[start SOURCE]

# What is a gaper to you?



## Just Cause (Jan 28, 2012)

First of all, I'm new to snowboarding so take it easy:cheeky4:

I see a lot of people on here referring to new riders as gapers. I also see people saying gapers are the equivalent of a poser. 

So what defines a gaper in your opinion? does being new to snowboarding automatically deem you a gaper?


----------



## snowklinger (Aug 30, 2011)

http://www.snowboardingforum.com/snowboarding-general-chat/46675-definition-gaper.html


----------



## Just Cause (Jan 28, 2012)

Checking that link out now. thanks


----------



## Donutz (May 12, 2010)

There've been a few threads on this subject. The consensus seems to be that gapers are people who ride around totally oblivious to the fact that there are other people on the mountain. Gapers will ride (or ski) right across a jump as someone is approaching it, or they'll come in from the side, ride up to the lip, and stop to admire the view. Or they'll decide to take a rest break right in the middle of the landing. Or a group of them will stop several across right at the narrowest part of the run.

[end SOURCE]
[start INFORMATION PROVIDED]

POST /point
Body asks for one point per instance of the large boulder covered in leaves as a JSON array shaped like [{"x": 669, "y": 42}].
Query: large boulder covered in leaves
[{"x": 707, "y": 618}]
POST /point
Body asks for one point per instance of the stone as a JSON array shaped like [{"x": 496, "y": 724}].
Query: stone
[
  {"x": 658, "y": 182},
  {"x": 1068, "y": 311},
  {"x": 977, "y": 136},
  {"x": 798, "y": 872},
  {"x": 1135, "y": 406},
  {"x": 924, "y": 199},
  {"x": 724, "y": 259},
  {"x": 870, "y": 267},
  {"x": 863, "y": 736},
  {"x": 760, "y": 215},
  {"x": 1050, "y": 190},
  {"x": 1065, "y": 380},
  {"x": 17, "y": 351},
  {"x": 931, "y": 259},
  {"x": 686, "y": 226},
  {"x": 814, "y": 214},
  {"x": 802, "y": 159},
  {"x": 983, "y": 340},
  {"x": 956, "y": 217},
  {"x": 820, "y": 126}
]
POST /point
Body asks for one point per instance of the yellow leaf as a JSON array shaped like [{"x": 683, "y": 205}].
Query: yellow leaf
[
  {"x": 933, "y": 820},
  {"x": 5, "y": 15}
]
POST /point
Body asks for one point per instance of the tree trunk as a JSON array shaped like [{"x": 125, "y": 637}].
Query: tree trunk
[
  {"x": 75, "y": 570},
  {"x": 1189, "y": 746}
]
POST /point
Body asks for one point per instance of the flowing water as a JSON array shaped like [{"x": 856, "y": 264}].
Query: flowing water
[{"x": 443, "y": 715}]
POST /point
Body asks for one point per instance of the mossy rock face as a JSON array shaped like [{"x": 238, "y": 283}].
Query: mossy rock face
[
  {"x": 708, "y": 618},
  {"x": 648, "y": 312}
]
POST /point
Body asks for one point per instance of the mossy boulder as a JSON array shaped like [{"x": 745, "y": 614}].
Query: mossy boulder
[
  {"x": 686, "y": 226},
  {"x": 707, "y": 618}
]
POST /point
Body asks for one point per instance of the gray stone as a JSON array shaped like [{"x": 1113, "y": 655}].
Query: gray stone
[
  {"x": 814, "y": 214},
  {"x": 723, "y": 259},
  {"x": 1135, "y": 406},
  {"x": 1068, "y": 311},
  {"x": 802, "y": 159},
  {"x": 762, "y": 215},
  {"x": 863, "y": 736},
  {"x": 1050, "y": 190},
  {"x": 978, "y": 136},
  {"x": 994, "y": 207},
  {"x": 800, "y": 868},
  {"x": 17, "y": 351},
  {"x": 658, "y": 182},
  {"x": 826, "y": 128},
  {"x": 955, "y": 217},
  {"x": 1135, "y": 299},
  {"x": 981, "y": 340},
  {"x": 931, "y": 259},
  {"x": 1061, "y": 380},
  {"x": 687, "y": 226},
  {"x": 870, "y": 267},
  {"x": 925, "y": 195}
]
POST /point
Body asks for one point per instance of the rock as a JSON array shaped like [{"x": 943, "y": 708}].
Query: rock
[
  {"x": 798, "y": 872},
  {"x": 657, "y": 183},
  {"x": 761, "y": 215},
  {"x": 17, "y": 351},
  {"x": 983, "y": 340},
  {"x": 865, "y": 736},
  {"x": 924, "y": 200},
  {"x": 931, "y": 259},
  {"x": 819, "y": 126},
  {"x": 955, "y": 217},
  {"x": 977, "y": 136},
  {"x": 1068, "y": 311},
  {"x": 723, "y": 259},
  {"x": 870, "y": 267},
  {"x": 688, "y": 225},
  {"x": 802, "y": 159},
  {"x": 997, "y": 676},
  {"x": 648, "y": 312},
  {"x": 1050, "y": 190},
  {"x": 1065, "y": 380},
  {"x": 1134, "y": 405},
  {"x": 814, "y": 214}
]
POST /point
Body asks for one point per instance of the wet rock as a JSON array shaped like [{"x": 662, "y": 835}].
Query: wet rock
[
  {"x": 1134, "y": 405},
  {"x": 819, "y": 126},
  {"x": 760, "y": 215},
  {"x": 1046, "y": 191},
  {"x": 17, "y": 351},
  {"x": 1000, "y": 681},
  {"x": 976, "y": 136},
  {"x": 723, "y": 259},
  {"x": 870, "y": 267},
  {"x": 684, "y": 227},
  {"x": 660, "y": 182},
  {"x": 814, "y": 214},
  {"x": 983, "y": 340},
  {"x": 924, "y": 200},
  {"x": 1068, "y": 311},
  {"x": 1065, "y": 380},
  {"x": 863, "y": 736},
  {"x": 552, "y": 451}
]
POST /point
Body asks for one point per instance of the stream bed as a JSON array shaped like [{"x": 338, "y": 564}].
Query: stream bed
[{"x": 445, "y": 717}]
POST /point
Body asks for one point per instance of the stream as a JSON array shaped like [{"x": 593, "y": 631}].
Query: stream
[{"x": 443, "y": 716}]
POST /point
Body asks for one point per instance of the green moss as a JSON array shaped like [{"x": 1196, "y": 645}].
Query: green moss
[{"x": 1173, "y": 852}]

[end INFORMATION PROVIDED]
[start INFORMATION PROVIDED]

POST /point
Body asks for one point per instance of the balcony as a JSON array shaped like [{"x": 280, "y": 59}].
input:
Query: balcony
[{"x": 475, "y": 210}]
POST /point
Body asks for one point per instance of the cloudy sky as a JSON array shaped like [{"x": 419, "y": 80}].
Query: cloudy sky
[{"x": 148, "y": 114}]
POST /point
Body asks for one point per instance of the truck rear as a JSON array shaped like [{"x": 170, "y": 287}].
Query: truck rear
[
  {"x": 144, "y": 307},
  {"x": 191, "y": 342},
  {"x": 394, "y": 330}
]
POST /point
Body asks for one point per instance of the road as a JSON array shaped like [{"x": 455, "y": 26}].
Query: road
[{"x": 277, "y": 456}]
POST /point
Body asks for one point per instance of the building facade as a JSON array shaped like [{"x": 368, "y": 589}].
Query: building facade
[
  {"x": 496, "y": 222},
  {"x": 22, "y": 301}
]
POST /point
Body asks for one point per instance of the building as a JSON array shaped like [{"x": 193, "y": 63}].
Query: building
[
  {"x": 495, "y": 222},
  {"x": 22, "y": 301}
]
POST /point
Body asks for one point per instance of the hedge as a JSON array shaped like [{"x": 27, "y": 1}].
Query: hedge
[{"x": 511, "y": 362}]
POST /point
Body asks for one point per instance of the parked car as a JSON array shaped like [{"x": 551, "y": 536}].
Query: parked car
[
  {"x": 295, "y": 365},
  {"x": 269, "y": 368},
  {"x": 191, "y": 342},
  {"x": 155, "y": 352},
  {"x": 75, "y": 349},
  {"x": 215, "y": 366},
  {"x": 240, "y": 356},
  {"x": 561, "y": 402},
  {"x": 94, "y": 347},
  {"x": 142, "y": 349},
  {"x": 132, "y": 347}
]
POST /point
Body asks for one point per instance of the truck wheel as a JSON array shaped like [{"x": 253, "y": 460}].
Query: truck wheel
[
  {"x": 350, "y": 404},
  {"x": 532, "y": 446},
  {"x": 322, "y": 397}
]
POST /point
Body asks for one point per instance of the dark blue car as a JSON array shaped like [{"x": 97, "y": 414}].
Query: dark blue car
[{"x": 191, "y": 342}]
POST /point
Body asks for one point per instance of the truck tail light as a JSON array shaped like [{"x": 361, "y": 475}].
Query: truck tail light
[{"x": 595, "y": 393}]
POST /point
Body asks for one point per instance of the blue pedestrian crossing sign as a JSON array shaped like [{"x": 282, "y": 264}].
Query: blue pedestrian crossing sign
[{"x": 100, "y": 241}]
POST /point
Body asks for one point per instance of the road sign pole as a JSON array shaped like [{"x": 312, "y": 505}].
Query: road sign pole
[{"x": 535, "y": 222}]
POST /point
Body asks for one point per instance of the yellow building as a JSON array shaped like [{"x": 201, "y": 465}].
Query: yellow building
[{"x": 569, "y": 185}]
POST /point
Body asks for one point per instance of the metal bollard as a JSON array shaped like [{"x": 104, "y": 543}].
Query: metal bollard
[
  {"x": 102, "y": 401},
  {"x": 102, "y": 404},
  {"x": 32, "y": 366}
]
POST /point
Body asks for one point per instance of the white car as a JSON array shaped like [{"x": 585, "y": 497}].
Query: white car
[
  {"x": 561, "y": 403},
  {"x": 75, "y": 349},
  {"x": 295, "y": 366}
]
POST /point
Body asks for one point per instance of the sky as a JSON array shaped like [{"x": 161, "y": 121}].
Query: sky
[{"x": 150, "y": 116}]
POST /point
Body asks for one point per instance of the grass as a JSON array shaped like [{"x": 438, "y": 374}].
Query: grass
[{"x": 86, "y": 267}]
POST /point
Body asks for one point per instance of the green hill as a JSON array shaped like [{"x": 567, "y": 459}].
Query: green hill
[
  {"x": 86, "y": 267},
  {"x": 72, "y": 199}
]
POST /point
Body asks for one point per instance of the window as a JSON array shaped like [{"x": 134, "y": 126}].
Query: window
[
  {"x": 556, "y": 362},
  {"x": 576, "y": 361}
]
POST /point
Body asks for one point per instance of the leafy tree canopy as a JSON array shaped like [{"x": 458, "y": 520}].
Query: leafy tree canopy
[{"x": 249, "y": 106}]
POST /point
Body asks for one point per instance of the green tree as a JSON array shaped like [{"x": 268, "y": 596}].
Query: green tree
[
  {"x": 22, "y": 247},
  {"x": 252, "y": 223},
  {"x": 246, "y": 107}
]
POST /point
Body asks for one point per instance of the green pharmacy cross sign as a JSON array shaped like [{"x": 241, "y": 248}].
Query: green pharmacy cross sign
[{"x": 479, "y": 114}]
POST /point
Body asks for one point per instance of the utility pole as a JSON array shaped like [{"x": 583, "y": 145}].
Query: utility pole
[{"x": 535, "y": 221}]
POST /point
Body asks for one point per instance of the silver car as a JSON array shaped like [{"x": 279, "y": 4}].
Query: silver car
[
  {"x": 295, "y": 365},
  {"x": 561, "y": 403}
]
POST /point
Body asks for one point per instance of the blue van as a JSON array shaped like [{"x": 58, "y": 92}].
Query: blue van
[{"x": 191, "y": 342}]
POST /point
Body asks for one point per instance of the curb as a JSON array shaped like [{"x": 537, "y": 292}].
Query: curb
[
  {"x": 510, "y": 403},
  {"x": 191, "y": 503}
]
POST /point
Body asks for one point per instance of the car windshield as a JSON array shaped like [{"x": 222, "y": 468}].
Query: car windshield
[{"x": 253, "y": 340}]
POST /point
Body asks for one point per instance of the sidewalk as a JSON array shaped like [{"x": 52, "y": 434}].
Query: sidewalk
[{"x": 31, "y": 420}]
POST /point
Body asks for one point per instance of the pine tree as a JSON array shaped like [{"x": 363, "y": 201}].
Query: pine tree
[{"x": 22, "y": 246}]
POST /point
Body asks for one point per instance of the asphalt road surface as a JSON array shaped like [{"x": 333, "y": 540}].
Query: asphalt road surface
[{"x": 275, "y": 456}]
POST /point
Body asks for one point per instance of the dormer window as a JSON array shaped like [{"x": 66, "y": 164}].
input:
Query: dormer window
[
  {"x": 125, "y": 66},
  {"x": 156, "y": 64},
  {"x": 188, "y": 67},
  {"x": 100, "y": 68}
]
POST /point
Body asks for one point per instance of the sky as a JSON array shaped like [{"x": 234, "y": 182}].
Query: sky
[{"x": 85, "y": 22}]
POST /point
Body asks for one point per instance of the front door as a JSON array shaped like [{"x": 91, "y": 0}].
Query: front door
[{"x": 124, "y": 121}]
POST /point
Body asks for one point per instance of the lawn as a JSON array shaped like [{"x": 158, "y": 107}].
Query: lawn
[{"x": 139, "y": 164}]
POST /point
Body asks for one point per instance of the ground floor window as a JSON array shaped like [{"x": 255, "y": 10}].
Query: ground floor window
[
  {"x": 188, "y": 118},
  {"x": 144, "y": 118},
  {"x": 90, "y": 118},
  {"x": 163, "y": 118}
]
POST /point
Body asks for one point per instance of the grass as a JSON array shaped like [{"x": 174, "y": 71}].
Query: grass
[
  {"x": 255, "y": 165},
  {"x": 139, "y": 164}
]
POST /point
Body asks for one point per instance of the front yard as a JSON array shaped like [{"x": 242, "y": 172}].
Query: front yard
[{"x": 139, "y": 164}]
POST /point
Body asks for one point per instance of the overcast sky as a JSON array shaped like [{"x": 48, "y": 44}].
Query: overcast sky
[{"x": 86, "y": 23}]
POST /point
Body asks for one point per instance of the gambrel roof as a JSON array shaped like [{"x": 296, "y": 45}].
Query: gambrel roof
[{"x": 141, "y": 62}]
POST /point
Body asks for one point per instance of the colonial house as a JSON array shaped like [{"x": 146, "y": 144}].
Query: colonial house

[end INFORMATION PROVIDED]
[start INFORMATION PROVIDED]

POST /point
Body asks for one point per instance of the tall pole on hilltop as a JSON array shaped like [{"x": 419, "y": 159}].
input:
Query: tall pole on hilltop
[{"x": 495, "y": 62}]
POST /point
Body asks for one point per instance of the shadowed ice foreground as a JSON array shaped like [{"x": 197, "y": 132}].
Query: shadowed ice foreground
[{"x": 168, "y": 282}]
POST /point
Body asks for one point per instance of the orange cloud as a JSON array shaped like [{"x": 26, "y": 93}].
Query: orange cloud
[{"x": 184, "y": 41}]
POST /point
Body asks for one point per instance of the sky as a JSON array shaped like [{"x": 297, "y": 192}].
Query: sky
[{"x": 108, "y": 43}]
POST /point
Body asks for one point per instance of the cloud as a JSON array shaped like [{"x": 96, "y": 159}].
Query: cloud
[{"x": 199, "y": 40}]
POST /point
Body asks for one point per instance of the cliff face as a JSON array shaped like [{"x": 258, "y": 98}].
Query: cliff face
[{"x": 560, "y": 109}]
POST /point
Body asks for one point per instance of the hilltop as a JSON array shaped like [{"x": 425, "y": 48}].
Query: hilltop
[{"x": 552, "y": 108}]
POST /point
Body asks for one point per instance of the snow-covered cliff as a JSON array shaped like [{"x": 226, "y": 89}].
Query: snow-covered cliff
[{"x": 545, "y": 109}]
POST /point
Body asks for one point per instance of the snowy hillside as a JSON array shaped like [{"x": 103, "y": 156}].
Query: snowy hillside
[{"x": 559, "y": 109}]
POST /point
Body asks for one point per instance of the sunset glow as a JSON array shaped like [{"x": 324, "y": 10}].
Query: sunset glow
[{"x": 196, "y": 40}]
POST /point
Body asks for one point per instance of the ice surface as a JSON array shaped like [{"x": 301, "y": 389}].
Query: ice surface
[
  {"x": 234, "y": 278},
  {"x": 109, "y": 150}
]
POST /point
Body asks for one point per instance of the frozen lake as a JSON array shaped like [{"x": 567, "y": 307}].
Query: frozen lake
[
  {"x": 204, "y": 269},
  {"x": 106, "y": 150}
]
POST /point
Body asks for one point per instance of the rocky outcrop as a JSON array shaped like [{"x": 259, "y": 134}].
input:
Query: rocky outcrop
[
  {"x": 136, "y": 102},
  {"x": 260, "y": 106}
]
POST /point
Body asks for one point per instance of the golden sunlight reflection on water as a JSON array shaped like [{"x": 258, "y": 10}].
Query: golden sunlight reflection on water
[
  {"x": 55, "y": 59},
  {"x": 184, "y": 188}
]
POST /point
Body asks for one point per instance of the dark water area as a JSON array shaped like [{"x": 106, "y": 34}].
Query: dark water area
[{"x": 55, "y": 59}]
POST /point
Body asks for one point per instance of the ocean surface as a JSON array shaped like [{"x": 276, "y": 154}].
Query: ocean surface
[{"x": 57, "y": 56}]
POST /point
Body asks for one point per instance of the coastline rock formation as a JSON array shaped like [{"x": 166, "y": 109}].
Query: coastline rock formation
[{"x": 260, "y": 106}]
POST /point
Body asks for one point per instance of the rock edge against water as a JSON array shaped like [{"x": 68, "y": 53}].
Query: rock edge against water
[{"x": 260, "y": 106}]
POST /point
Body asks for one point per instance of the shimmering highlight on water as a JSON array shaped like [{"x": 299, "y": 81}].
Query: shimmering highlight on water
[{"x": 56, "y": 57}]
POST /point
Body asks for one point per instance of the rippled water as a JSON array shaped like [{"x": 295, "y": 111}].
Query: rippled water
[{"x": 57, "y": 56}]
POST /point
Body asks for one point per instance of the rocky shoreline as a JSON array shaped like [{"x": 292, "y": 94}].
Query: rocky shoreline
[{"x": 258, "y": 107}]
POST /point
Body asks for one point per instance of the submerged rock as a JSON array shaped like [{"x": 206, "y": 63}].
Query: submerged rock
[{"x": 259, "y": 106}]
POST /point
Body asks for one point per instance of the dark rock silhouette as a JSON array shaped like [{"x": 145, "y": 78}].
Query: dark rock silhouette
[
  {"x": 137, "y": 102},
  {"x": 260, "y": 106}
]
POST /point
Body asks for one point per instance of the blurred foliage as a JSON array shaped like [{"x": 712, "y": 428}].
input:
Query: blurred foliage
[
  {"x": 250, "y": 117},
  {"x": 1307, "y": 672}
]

[end INFORMATION PROVIDED]

## YOUR OBJECTIVE
Copy the gaper thread from "I see a lot" to "(Aug 30, 2011)", substituting "beginners" for "new riders".

## SOLUTION
I see a lot of people on here referring to beginners as gapers. I also see people saying gapers are the equivalent of a poser. 

So what defines a gaper in your opinion? does being new to snowboarding automatically deem you a gaper?


----------



## snowklinger (Aug 30, 2011)